1 March 2013

Labour’s Trident problem realised

In a post here at the end of January, I suggested that the Lib Dem interest in an alternative to Trident might pose a problem for Labour if a left of centre coalition had to be formed after the 2015 election. In so far as the results of 28 February’s Eastleigh by-election can be interpreted at all, Labour’s indiffferent showing suggests that they will not find it easy to pick up seats in the South. On the other hand, the Lib Dems demonstrated their ability to hold on to what they have. Certainly the odds against a Labour/Lib Dem coalition after 2015 have not gone up. But the shape of Labour’s Trident problem is beginning to surface like a submarine at the end of its patrol.

On 27 February, Lord West, former Chief of the Naval Staff and Minister for Security and Counter Terrorism in Gordon Brown’s Government of All the Talents, provided an opinion piece in the Independent, Discarding Trident would not aid global nuclear disarmament; it would only imperil UK security, which made it clear that in his view:
A debate is emerging within the Labour Party over its position on the nuclear deterrent. It is imperative that such discussions should be driven by national security needs and not short-term political considerations.  
… Numerous studies over the past 40 years have reaffirmed that a submarine based ballistic missile system is the best option if UK is to remain a nuclear weapon state. Having looked at other options in detail it is quite clear that none of them are as cheap or practical as their supporters claim. Labour must not lapse into the belief that an alternative to Trident is better at all costs. I firmly believe that any alternative would undermine our national security. The options of land or air-based systems need hardly be taken seriously. Both are highly vulnerable to pre-emptive strike and would entail massive infrastructure and platform, delivery and weapons development costs. Similar concerns over cost and vulnerability make a surface ship-based system another thing of foolish fantasy.

——————

Pick up the post on Labour's Trident problem after its last sentence and carry it on. The items after this point are separate material and are not part of the Trident post.

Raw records
——————

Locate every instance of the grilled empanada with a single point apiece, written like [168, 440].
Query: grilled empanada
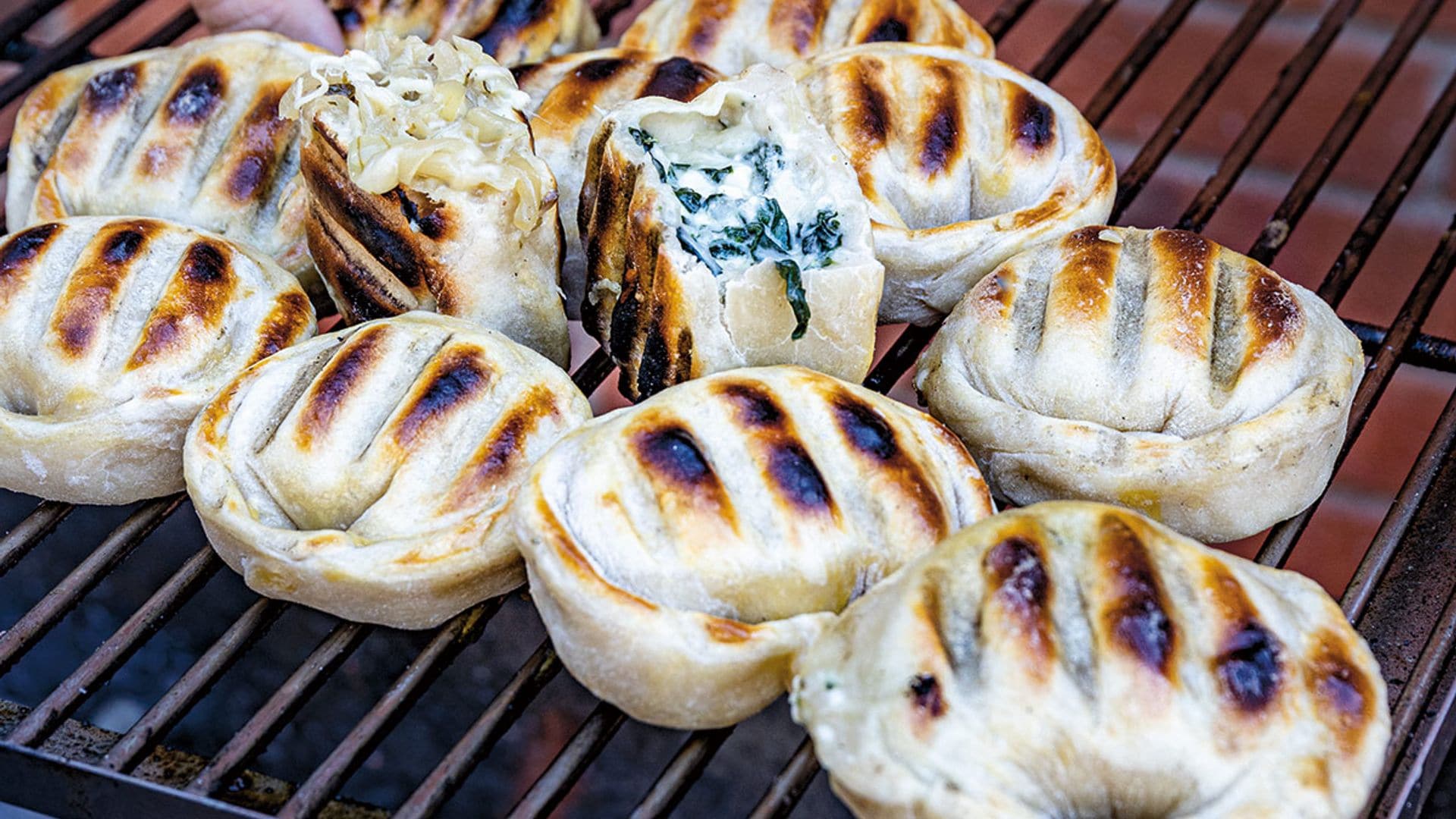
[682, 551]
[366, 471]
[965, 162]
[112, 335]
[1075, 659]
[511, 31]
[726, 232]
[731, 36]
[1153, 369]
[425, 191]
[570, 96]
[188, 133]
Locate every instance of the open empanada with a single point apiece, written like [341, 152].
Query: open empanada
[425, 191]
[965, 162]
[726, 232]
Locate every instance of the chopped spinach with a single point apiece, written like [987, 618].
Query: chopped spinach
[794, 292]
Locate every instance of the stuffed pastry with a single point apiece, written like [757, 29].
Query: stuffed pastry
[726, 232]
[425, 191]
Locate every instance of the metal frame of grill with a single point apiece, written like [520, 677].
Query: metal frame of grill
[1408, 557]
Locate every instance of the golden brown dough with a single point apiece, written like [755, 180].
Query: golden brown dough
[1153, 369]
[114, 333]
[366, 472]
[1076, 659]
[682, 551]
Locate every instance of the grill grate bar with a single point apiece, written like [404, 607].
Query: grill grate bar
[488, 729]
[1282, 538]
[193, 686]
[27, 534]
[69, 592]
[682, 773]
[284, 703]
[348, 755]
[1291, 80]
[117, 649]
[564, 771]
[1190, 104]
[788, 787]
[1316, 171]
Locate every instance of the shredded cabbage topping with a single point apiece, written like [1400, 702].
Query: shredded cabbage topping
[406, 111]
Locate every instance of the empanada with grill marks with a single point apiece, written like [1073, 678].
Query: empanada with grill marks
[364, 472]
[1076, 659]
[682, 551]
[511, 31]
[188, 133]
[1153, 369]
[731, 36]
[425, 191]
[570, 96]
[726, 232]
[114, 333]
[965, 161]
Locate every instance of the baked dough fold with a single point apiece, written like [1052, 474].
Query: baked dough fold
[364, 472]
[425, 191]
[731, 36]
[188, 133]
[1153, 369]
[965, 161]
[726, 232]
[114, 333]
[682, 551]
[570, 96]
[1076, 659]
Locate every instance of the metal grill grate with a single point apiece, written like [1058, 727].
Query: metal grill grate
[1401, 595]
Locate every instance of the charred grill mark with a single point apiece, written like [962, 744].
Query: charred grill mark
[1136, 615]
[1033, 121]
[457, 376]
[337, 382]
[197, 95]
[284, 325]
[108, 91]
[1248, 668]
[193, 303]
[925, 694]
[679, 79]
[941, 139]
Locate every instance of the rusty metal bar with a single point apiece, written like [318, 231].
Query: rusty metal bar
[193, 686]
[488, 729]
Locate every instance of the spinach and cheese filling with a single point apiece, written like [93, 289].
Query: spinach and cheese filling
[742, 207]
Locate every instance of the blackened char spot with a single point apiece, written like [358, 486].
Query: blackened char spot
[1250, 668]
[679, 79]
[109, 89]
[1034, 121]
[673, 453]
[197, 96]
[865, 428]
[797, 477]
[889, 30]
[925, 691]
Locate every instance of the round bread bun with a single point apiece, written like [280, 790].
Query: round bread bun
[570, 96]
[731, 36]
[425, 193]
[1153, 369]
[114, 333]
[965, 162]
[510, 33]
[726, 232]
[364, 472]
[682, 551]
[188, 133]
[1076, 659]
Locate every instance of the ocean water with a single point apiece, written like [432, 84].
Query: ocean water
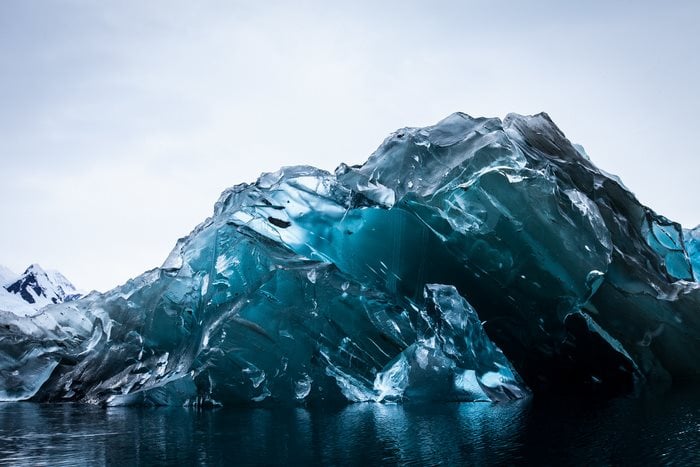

——————

» Exercise response:
… What seems a seductive plan for Labour with a post-2015 coalition in mind is in fact highly dangerous. Nuclear deterrence is too important to get wrong. Trident has been underwritten by the US until 2042 and provides the most effective, affordable option for the UK’s nuclear deterrent capability. The sooner the Labour Party agrees the better.
An Independent news item on the same day by Andrew Grice followed suit:
Labour will fight the next general election on a pledge to retain Britain's independent nuclear deterrent, senior party sources have said. Although some advisers to Ed Miliband want him to opt for a scaled-down, cheaper alternative to the current Trident system, there are growing signs that Labour will join the Conservatives in backing a £25billion "like-for-like" replacement.  
… Lord West, who was directly responsible for Trident as head of the Navy, believes such [Lib Dem alternative] options are deeply flawed. But he is worried that Labour might be tempted into taking a decision based on short-term political calculations – building bridges with the Lib Dems – and making savings that would not materialise.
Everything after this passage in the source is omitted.